* begin Source data *

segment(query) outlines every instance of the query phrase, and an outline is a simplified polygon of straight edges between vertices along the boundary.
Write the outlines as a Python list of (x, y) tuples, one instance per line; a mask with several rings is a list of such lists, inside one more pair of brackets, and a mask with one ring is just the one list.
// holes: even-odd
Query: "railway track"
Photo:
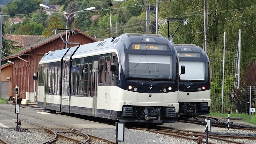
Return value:
[[(23, 106), (25, 106), (23, 105)], [(6, 114), (0, 112), (0, 114), (6, 115)], [(23, 114), (19, 114), (23, 116), (29, 117)], [(13, 118), (16, 118), (15, 117), (11, 115), (8, 115)], [(60, 128), (58, 129), (52, 129), (48, 128), (39, 124), (36, 124), (35, 123), (31, 122), (28, 120), (19, 118), (20, 120), (22, 122), (26, 122), (30, 124), (35, 125), (38, 127), (38, 129), (45, 130), (45, 133), (49, 133), (50, 135), (52, 135), (51, 138), (49, 138), (44, 142), (40, 142), (39, 143), (47, 144), (47, 143), (66, 143), (67, 141), (69, 141), (68, 143), (79, 143), (79, 144), (89, 144), (89, 143), (103, 143), (103, 144), (115, 144), (116, 142), (109, 140), (104, 139), (100, 137), (94, 135), (90, 135), (87, 133), (80, 130), (76, 129), (73, 127), (67, 126), (65, 125), (55, 123), (52, 122), (50, 121), (38, 118), (36, 118), (39, 121), (46, 121), (47, 123), (51, 123), (52, 125), (58, 125)], [(37, 122), (38, 122), (37, 121)], [(38, 122), (37, 123), (39, 123)], [(15, 130), (13, 130), (15, 131)], [(19, 129), (19, 132), (22, 131)], [(42, 134), (42, 136), (44, 135), (45, 133)], [(0, 144), (11, 144), (12, 143), (9, 143), (8, 139), (5, 139), (4, 138), (0, 138)], [(37, 143), (38, 143), (38, 142)]]
[[(197, 143), (206, 143), (206, 136), (204, 132), (188, 132), (177, 131), (168, 129), (158, 128), (157, 129), (131, 127), (130, 128), (145, 130), (159, 134), (169, 135), (179, 139), (183, 139), (191, 141), (196, 141)], [(234, 143), (244, 144), (244, 142), (236, 141), (238, 139), (256, 140), (256, 137), (228, 135), (225, 134), (215, 134), (209, 133), (208, 135), (208, 143), (211, 144), (220, 143)], [(211, 141), (217, 141), (213, 142)]]
[[(28, 106), (27, 105), (22, 106), (22, 107), (30, 107), (31, 108), (33, 108), (33, 106)], [(38, 110), (36, 107), (35, 107), (34, 108), (36, 110)], [(43, 110), (42, 110), (42, 111), (44, 111)], [(209, 117), (208, 117), (209, 118)], [(38, 120), (39, 120), (39, 119)], [(24, 120), (22, 120), (23, 122), (25, 121)], [(220, 121), (220, 122), (222, 122), (221, 121), (220, 121), (217, 119), (214, 120), (214, 121)], [(182, 123), (187, 123), (187, 121), (180, 121), (180, 122)], [(193, 122), (195, 123), (194, 122), (189, 122), (189, 123)], [(200, 124), (200, 125), (204, 125), (204, 122), (196, 122), (196, 124)], [(212, 126), (213, 126), (212, 125)], [(226, 127), (227, 126), (226, 126)], [(147, 131), (149, 132), (152, 133), (157, 133), (157, 135), (158, 135), (158, 134), (161, 134), (165, 135), (165, 137), (168, 137), (170, 136), (170, 137), (173, 137), (174, 140), (177, 140), (177, 141), (178, 140), (180, 140), (181, 139), (184, 139), (186, 140), (187, 140), (191, 141), (191, 142), (189, 143), (205, 143), (206, 142), (205, 139), (205, 134), (204, 133), (204, 132), (194, 132), (189, 131), (177, 131), (174, 130), (173, 129), (170, 129), (167, 128), (166, 127), (164, 127), (164, 125), (161, 126), (157, 126), (154, 127), (154, 129), (149, 129), (148, 128), (138, 128), (138, 127), (127, 127), (127, 128), (129, 129), (132, 128), (134, 130), (138, 130), (138, 131), (140, 131), (141, 132), (142, 131)], [(236, 129), (238, 130), (241, 129), (241, 128), (237, 127)], [(255, 131), (256, 129), (249, 129), (248, 130), (246, 129), (247, 131), (252, 131), (252, 133), (255, 133)], [(59, 129), (54, 129), (52, 130), (52, 131), (56, 133), (56, 135), (57, 135), (57, 138), (54, 138), (53, 136), (55, 135), (55, 134), (52, 133), (51, 134), (52, 135), (52, 136), (51, 139), (49, 139), (47, 141), (44, 141), (44, 142), (46, 142), (45, 143), (49, 143), (50, 141), (51, 142), (53, 142), (53, 143), (58, 143), (58, 142), (60, 141), (61, 139), (64, 139), (63, 140), (67, 141), (68, 140), (68, 138), (65, 137), (65, 136), (68, 137), (73, 138), (75, 140), (70, 139), (68, 140), (70, 141), (70, 142), (73, 142), (70, 143), (86, 143), (88, 141), (86, 140), (87, 139), (90, 139), (90, 141), (89, 142), (91, 142), (91, 143), (93, 143), (94, 140), (94, 137), (93, 136), (88, 135), (90, 138), (88, 138), (88, 137), (85, 134), (83, 133), (84, 132), (82, 131), (82, 133), (80, 133), (79, 131), (76, 131), (74, 129), (72, 128), (68, 127), (65, 126), (63, 128)], [(136, 131), (136, 130), (135, 130)], [(86, 131), (86, 132), (87, 132)], [(50, 132), (49, 132), (50, 133)], [(243, 134), (241, 135), (239, 135), (238, 133), (220, 133), (217, 132), (213, 132), (212, 133), (208, 133), (208, 140), (209, 140), (208, 143), (209, 144), (228, 144), (228, 143), (235, 143), (235, 144), (245, 144), (245, 143), (254, 143), (253, 141), (255, 141), (256, 140), (256, 137), (255, 136), (252, 134), (250, 135), (249, 134)], [(75, 136), (74, 136), (74, 135)], [(62, 135), (64, 136), (62, 136)], [(76, 138), (74, 138), (75, 137)], [(95, 141), (97, 141), (97, 138), (95, 138)], [(168, 139), (167, 138), (167, 139)], [(242, 140), (242, 139), (244, 140), (244, 141)], [(99, 139), (98, 139), (99, 140)], [(115, 143), (114, 141), (111, 141), (111, 140), (101, 140), (100, 143)], [(193, 141), (193, 142), (192, 142)], [(2, 143), (0, 142), (0, 144), (1, 143), (5, 143), (4, 142), (2, 142)], [(96, 142), (94, 143), (99, 143), (99, 142)], [(119, 143), (119, 142), (118, 142)]]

* end Source data *

== What is expected ==
Extract every line of the data that contains the word "outlines".

== Task result ==
segment(query) outlines every instance of the query phrase, and an outline is a simplified polygon of straight edges between vertices along the boundary.
Write the outlines as a Python list of (x, y) tuples, one instance per line; a mask with several rings is a list of such lists, inside one more pair of brackets, and a mask with one ring is just the one list.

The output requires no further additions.